Given passage =
I have been hearing a whippoorwill lately. It’s in the woods behind the house and every evening as it gets dark, and in the mornings before light, I can hear it’s call. It brings back a lot of memories, and creates a desire to sleep on the porch so I can hear it all night. There were always whippoorwills and chuck-wills-widows (kin to a whippoorwill but with a slightly different call) in the woods and their calls remind me of warm, humid Summer nights, fragrant with honeysuckle, and of box fans in the windows, set on high, glasses of ice water on the bedside table, and only a crisp cotton sheet for a cover.
We lived in a neighborhood that backed up to a couple thousand acres of woods, with a swamp and a river and all sorts of wildlife that had it’s own language after dark. Foxes and their eerie scream, rustling of raccoons and possums, owls hooting and Mom identifying each type by their hoot. Whoever coined the term “quiet country life” never actually lived in the country. Sure, there’s no honking car horns or sirens all the time, but it ain’t exactly quiet.

Set task 1 =
Answer these questions about the whippoorwill passage:
(a) Where is the whippoorwill that has been heard lately?
(b) Which bird does the passage call kin to a whippoorwill but with a slightly different call?
(c) Who identified each type of owl by its hoot?
Set task 2 = Translate this sentence from the whippoorwill passage into Spanish: "Whoever coined the term “quiet country life” never actually lived in the country."
Set task 3 = Quote the stretch of the whippoorwill passage from "I have been" through "for a cover.".
The items that come next are separate material and have nothing to do with the whippoorwill passage.

Record set =
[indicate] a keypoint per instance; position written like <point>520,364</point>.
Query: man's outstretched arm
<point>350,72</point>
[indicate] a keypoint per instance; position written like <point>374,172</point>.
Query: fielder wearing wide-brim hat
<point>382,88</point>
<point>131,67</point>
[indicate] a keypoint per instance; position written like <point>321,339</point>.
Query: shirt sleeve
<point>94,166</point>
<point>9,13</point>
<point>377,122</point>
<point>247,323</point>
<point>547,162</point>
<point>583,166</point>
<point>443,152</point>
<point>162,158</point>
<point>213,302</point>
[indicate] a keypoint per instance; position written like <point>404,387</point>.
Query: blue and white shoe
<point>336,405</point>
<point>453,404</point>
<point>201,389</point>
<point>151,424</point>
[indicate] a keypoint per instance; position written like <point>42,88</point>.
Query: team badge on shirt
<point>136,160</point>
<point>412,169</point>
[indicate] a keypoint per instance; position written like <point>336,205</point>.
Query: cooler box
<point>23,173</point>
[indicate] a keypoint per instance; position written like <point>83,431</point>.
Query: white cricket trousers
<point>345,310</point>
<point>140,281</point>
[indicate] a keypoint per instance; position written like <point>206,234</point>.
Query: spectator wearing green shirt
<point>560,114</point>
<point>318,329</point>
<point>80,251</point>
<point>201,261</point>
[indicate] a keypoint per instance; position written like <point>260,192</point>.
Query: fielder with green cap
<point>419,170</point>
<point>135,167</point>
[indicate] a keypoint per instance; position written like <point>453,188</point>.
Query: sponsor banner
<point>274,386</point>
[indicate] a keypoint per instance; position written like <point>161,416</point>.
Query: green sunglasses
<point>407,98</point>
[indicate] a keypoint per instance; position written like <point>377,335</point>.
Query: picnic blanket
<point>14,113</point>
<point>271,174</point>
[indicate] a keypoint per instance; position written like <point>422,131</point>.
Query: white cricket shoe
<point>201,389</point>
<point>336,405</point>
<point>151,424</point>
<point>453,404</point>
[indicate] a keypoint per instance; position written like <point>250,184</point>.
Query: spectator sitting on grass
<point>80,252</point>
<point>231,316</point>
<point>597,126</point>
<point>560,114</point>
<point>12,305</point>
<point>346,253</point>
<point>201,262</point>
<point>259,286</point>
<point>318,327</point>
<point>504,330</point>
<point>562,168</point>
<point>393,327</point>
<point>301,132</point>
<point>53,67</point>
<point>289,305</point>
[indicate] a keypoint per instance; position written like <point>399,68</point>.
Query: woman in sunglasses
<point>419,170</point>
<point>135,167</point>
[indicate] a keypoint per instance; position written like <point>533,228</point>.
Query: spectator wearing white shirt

Answer 1 =
(a) In the woods behind the house
(b) The chuck-wills-widow
(c) Mom

Answer 2 = Quien haya acuñado la expresión «vida tranquila de campo» en realidad nunca vivió en el campo.

Answer 3 =
I have been hearing a whippoorwill lately. It’s in the woods behind the house and every evening as it gets dark, and in the mornings before light, I can hear it’s call. It brings back a lot of memories, and creates a desire to sleep on the porch so I can hear it all night. There were always whippoorwills and chuck-wills-widows (kin to a whippoorwill but with a slightly different call) in the woods and their calls remind me of warm, humid Summer nights, fragrant with honeysuckle, and of box fans in the windows, set on high, glasses of ice water on the bedside table, and only a crisp cotton sheet for a cover.